• **PASSAGE TO READ**
[Start of Attachment]

What To Do If Your Workers’ Compensation Claim is Denied
Sometimes when an employee is legitimately injured on the job, the claim may still be turned down by the company’s claims administrator and/or Human Resources Department. The workers’ compensation process can be complicated, frustrating, and lengthy, so it helps to understand the reasons why a claim may be denied.
3 Reasons Your Worker’s Comp Claim May be Rejected
1) One of the primary reasons for denial is a lack of credibility that the claim was indeed a work-related injury. For instance, the injured employee had no witnesses to vouch for him or her about the incident.
2) Failing to report the injury to your employer on a timely basis also a common reason for a refusing a workers’ compensation claim. Sometimes the employee simply waits too long. Several states feature a “statute of limitations” on filing and if the clock runs out your claim can be denied.
3) The employee is injured but does not file the claim for fear of termination from his or her position. In some instances a claim can be denied because of an employee’s illicit drug and/or alcohol use. If this is the case the employer can (and often does) assume the employee was intoxicated and not adhering to any and all safety rules, precautions, etc.
Disputing a Workers’ Compensation Ruling
As an employee you do have a right to dispute a negative decision, however there is also a time constraint regarding when and how to dispute a ruling.
The first step is to hire a workers’ compensation attorney to review the injuries, medical bills, and circumstances surrounding the incident, then determine the next course of action. In some cases an employee will decide to take the case directly to court before a workers’ compensation administrative law judge, prompting the employer’s insurance company to hire an attorney to represent both the employer and the insurance company’s interest. Oftentimes, though, mediation (see below) can bring about a settlement agreeable to all parties and there is no need to go before a judge.
The Discovery Process
The discovery process involves taking depositions. All parties involved, including both attorneys, provide testimony and exchange information about the incident, the employee’s background information, etc. The employee and any attending doctors must fulfill all document requests, including but not limited to medical records, interrogations, admissions, statements and/or depositions, and examinations under oath to determine if any of the injures claimed can be attributed to past ailments or if indeed they are all related to the incident in question.

[End of Attachment]

• **GIVEN RECORDS**
[Start of Attachment]

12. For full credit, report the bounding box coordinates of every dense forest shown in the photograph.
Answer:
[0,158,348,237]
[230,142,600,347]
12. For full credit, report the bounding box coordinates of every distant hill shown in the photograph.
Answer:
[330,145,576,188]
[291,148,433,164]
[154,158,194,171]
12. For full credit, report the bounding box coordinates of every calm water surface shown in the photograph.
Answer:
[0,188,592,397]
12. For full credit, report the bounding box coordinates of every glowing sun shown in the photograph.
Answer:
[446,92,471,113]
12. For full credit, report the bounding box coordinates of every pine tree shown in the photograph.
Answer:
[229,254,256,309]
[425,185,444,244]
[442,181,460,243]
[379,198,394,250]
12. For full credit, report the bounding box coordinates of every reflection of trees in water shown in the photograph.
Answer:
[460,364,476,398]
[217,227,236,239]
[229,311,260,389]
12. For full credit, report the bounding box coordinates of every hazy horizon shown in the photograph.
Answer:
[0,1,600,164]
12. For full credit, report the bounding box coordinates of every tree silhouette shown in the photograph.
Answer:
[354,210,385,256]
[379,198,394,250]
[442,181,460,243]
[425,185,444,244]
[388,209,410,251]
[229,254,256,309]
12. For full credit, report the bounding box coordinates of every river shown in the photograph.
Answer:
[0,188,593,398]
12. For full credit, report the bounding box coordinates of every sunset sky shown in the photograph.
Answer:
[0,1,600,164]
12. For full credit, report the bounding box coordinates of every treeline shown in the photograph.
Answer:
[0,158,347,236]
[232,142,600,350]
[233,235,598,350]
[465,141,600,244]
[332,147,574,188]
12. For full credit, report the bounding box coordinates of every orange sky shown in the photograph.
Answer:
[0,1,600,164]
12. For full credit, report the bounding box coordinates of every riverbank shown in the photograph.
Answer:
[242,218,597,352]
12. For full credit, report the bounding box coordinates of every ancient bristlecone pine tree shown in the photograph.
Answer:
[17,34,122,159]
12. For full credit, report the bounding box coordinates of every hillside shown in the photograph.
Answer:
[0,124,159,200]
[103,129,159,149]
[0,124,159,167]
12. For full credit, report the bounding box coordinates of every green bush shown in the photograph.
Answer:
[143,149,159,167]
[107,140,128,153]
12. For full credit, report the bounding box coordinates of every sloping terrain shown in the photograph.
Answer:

[End of Attachment]
[Start of Attachment]

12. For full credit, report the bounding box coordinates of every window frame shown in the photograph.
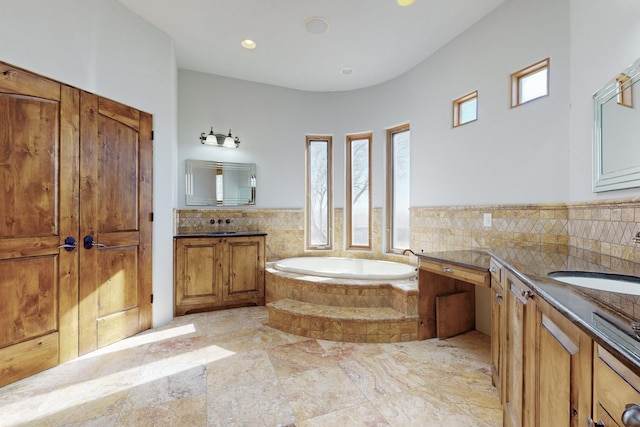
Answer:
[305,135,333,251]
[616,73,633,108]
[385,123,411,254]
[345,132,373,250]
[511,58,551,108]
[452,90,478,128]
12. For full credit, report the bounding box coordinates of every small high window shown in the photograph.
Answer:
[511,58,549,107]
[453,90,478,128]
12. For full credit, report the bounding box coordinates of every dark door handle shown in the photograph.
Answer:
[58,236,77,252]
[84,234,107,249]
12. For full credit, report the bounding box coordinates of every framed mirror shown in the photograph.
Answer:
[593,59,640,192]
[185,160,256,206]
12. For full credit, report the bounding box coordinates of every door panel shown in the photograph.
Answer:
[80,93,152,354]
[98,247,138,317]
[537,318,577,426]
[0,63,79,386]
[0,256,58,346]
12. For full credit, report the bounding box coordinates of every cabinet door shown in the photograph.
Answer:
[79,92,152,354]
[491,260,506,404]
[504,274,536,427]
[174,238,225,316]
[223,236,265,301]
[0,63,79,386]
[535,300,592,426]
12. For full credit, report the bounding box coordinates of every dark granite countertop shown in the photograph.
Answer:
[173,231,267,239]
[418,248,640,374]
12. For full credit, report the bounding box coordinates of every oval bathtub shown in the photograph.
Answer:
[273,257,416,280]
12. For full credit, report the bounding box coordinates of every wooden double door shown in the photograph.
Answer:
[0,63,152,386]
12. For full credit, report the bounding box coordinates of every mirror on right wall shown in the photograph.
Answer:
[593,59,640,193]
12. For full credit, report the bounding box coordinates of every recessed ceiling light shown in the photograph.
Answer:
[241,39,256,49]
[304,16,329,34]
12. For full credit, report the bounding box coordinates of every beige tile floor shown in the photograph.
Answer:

[End of Attachment]
[Start of Attachment]

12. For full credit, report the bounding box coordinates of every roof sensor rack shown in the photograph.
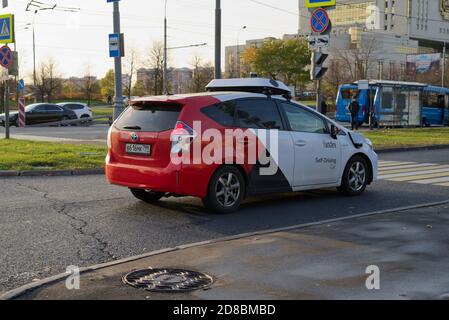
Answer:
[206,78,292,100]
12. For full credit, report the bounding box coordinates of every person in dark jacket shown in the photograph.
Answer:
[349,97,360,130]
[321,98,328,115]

[End of Attachment]

• **PROBLEM SET**
1 - Reproduce the article on denied workers' compensation claims from "3) The employee" to "rules, precautions, etc.".
2 - Extend the article on denied workers' compensation claims with the section that would follow its last sentence.

• **SOLVED TASKS**
1 -
3) The employee is injured but does not file the claim for fear of termination from his or her position. In some instances a claim can be denied because of an employee’s illicit drug and/or alcohol use. If this is the case the employer can (and often does) assume the employee was intoxicated and not adhering to any and all safety rules, precautions, etc.

2 -
After the discovery portion is complete an impartial, court-appointed mediator will review all of the documentation provided by both parties and schedule a meeting where the employer will offer a settlement to the employee. The settlement offer will often cover payment of any past, current, and future medical bills associated with the injury, the employee’s attorney fees, and compensation for lost work time due to medical appointments. Also, extra compensation is added to ensure that no future claims associated with the incident will arise. The employee is also granted the opportunity to continue working without prejudice of any kind from the employer or, if contingent employment cannot be offered, a severance package may be provided to allow the employee ample time to seek employment elsewhere.
If the employee and his or her attorney determine that the settlement offer is unsatisfactory, it is rejected, resulting in an impasse. A second mediation session may be offered, but if no settlement is ultimately reached through mediation, a judge will then make the final ruling.
This can be a 50/50 situation for both the employee and for the employer, as the judge will consider all the evidence, plus the mediation offer. The judge’s ruling may be lower or higher but the verdict is final.